§ Ваша задача
Воспроизведите слово в слово весь текст о бесконечных числах, который приведен ниже, ничего не меняя и не пропуская.
### Текст для чтения ###
Кантор также разрешил давнишнюю логическую загадку бесконечных чисел. Возьмем ряд целых чисел, начиная с 1, сколько их? Ясно, что их число не конечно. Перед тысячей имеется тысяча чисел, перед миллионом — миллион. Какое бы конечное число мы ни назвали, ясно, что общее количество целых чисел больше этого, так как от единицы до данного числа имеется как раз данное число чисел, и ведь есть еще и другие числа, которые больше данного. Число конечных целых чисел должно быть поэтому бесконечным числом. Но дальше следует любопытный факт. Число четных чисел должно быть таково же, как и число всех целых чисел. Рассмотрим два ряда:
1, 2, 3, 4, 5, 6 ... 2, 4, 6, 8, 10, 12 ...
### Фрагменты данных ###
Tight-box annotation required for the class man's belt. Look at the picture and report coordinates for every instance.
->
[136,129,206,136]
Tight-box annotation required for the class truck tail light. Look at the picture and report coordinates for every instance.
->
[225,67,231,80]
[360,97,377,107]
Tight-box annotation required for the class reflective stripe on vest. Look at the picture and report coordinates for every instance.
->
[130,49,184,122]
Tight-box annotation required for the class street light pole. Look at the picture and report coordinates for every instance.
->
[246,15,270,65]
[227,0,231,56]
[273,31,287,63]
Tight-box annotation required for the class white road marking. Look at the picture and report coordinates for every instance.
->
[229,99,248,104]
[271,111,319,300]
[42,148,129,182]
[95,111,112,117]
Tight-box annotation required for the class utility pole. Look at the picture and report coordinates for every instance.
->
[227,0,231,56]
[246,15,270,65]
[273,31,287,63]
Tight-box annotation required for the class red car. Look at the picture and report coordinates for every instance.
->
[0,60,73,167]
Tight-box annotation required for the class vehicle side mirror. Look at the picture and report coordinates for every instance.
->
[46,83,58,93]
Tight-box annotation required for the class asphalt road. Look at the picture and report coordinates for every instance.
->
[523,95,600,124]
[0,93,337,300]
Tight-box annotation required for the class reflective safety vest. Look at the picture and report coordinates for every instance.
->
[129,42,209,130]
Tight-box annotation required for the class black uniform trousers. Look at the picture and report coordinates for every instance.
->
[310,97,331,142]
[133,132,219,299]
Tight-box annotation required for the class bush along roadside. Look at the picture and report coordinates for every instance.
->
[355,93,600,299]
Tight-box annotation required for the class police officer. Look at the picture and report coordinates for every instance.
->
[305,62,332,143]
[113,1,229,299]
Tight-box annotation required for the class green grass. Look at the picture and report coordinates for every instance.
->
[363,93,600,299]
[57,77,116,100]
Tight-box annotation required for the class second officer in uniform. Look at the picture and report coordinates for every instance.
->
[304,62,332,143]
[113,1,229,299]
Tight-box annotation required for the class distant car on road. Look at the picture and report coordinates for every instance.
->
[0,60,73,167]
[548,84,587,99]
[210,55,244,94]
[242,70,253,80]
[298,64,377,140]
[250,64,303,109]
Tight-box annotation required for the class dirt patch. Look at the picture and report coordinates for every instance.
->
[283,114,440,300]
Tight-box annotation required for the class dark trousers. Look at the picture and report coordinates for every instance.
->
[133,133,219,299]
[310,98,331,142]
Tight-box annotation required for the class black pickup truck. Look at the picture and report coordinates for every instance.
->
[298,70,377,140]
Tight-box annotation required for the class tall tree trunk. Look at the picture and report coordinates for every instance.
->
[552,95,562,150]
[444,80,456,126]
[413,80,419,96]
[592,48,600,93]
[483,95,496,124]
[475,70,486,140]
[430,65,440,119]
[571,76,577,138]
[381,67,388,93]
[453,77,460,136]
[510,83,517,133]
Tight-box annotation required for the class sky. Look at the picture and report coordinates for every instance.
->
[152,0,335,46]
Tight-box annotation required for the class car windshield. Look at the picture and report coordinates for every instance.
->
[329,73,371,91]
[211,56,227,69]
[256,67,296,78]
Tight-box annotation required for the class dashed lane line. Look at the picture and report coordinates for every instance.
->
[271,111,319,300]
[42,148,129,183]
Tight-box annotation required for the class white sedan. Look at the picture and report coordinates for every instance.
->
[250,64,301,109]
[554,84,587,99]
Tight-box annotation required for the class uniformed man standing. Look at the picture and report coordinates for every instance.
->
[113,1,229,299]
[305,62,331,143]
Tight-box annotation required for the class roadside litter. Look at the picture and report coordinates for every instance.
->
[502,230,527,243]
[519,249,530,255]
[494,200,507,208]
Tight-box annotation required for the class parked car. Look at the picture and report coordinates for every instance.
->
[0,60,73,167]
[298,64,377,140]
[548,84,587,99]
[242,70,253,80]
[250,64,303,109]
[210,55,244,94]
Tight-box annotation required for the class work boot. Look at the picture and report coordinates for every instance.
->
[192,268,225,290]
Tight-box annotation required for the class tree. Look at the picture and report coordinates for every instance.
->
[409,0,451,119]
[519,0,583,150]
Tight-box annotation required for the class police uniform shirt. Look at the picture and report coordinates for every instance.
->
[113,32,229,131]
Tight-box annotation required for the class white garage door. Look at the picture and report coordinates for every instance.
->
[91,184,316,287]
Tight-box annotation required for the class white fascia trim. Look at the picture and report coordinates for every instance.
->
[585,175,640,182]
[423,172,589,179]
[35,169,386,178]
###
§ Правильный ответ
Кантор также разрешил давнишнюю логическую загадку бесконечных чисел. Возьмем ряд целых чисел, начиная с 1, сколько их? Ясно, что их число не конечно. Перед тысячей имеется тысяча чисел, перед миллионом — миллион. Какое бы конечное число мы ни назвали, ясно, что общее количество целых чисел больше этого, так как от единицы до данного числа имеется как раз данное число чисел, и ведь есть еще и другие числа, которые больше данного. Число конечных целых чисел должно быть поэтому бесконечным числом. Но дальше следует любопытный факт. Число четных чисел должно быть таково же, как и число всех целых чисел. Рассмотрим два ряда:
1, 2, 3, 4, 5, 6 ... 2, 4, 6, 8, 10, 12 ...